Extract to read

◆ ◆ ◆ ◆ ◆

Virginia E. Johnson (Lizzy Caplan) joins the department as a secretary, but soon works her way onto Masters’ team. It helps that she’s attractive and equally passionate in Masters’ work. She enlightens him as to why a woman would fake an orgasm, a concept that is entirely foreign to Masters (along with all of the male species it would seem).
So bold is his work that Masters gets little support from University dean Barton Scully (Beau Bridges). It’s considered too lewd to discuss as education or science. Masters threatens to walk if his work isn’t better supported.
With the best it can muster from Mad Men‘s stylings (and cigarettes), Masters of Sex rolls back respectability. If you’re easily shocked then the sight of vibrators, bare breasts and sexual positions may not be for you. But like Mad Men and The Americans, this takes us back to an era of change, where actors are given room to work with some good material.
Michael Sheen underplays his role as the scientist with a bright mind. His feelings and flaws as both man and husband are secondary to his diligence for work. Perhaps like The X Files (or is that Sex Files?) Masters is the logical part of this duo, while Johnson’s feminine touch draws out the emotion in the man. Lizzy Caplan is alluring as Johnson, retaining an air of respectability despite murmurs about the pornographic nature of their work.

◆ ◆ ◆ ◆ ◆

Tasks and exercises
[A] Arrange every line of the records below as a JSON list of strings, one string per line, and omit blank lines. Leave the pictures out of the list.
[B] Pick up the Masters of Sex review after its last sentence and continue it.
The review above and the records that follow have no connection to each other.

◆ ◆ ◆ ◆ ◆

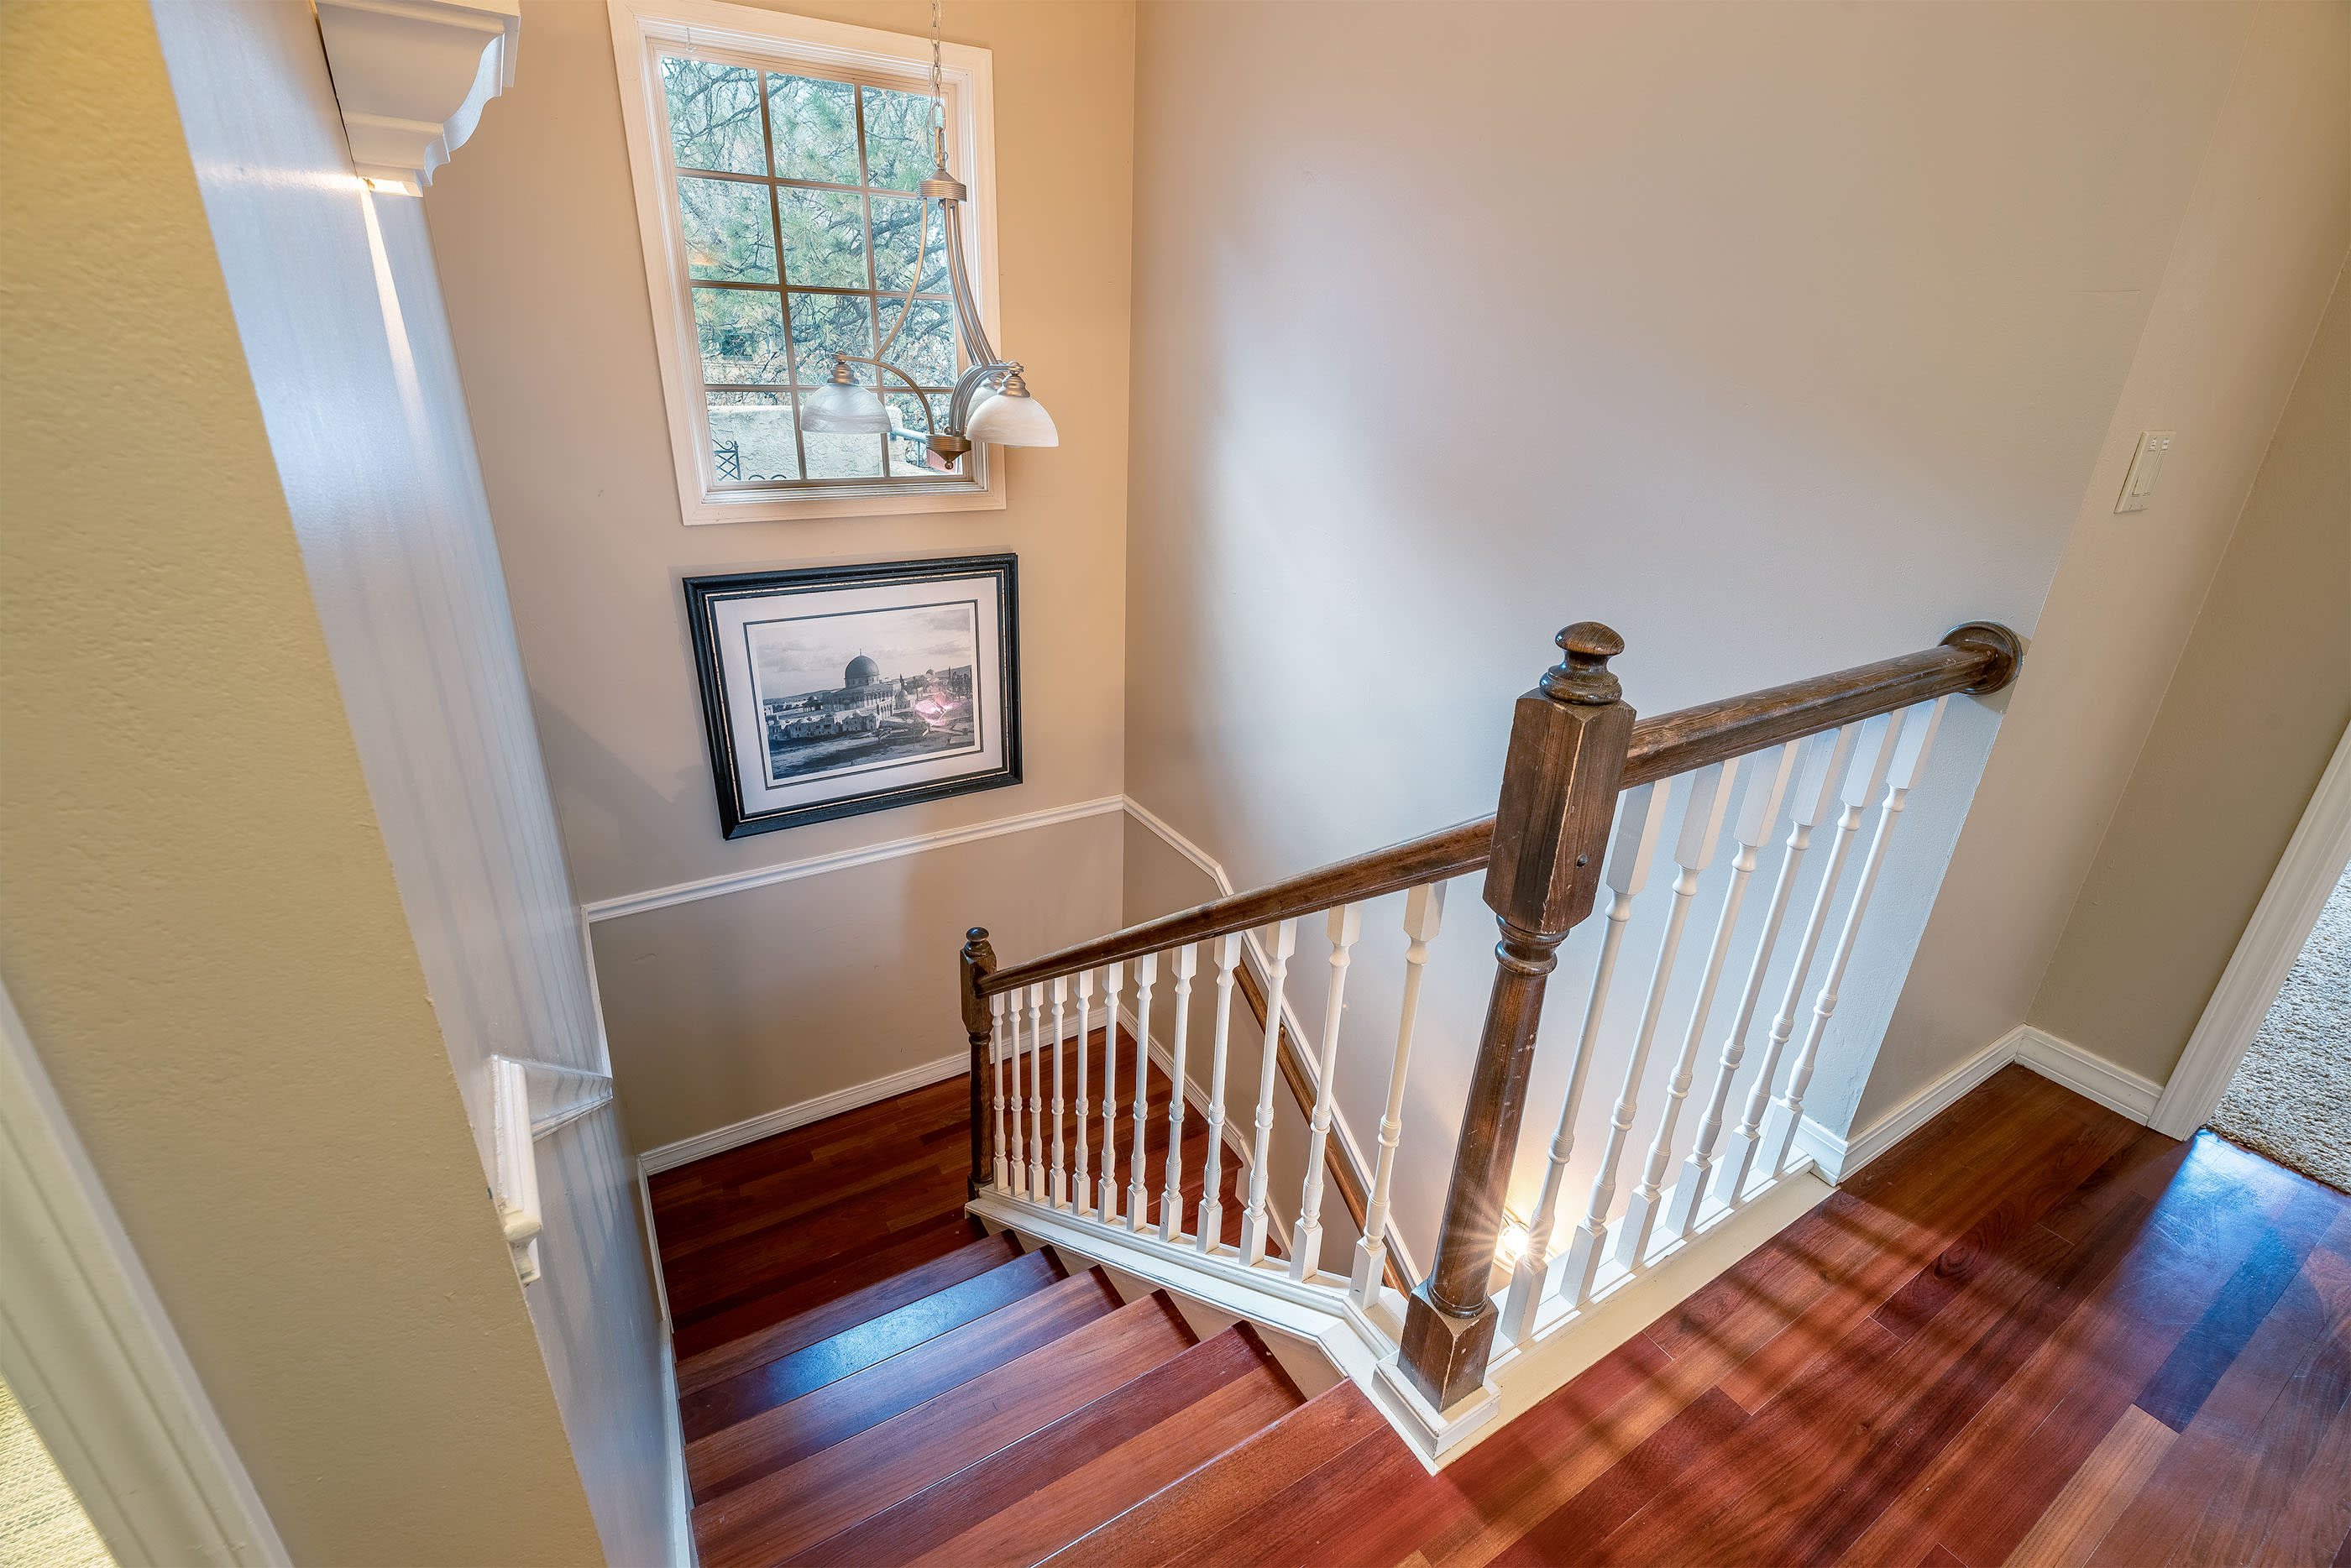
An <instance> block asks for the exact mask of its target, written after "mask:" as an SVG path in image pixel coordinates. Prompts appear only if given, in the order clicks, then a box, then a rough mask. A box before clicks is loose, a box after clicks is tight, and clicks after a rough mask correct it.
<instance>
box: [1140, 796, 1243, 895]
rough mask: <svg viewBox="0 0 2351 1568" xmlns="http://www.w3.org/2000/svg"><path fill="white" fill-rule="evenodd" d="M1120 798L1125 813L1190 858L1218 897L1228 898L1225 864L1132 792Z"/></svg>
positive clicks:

◆ ◆ ◆ ◆ ◆

Your written answers
[A]
[
  "An <instance> block asks for the exact mask of its target, written after \"mask:\" as an SVG path in image pixel coordinates. Prompts appear only if given, in the order clicks, then a box, then a rough mask. A box before clicks is loose, a box after clicks is tight, and clicks after a rough mask correct it.",
  "<instance>",
  "box: [1140, 796, 1243, 895]",
  "rough mask: <svg viewBox=\"0 0 2351 1568\" xmlns=\"http://www.w3.org/2000/svg\"><path fill=\"white\" fill-rule=\"evenodd\" d=\"M1120 798L1125 813L1190 858L1218 897L1228 898L1225 864L1132 792Z\"/></svg>",
  "positive clicks:"
]

[B]
While Masters of Sex is an essay in the science of pioneering sexuality, the players are also subject to attraction, jealousy, ego and ambition. It’s these qualities, and the performances of the cast, that will draw us back to watching as episodic television. If you’re here for the pink bits you aren’t likely to sit through the character scenes, which are well-constructed at the outset.
With Vikings SBS has given us some solid Thursday alternatives and now Masters of Sex is a great follow-up. This is one of those rare times when you can be glad Pay TV didn’t get its hands on it first.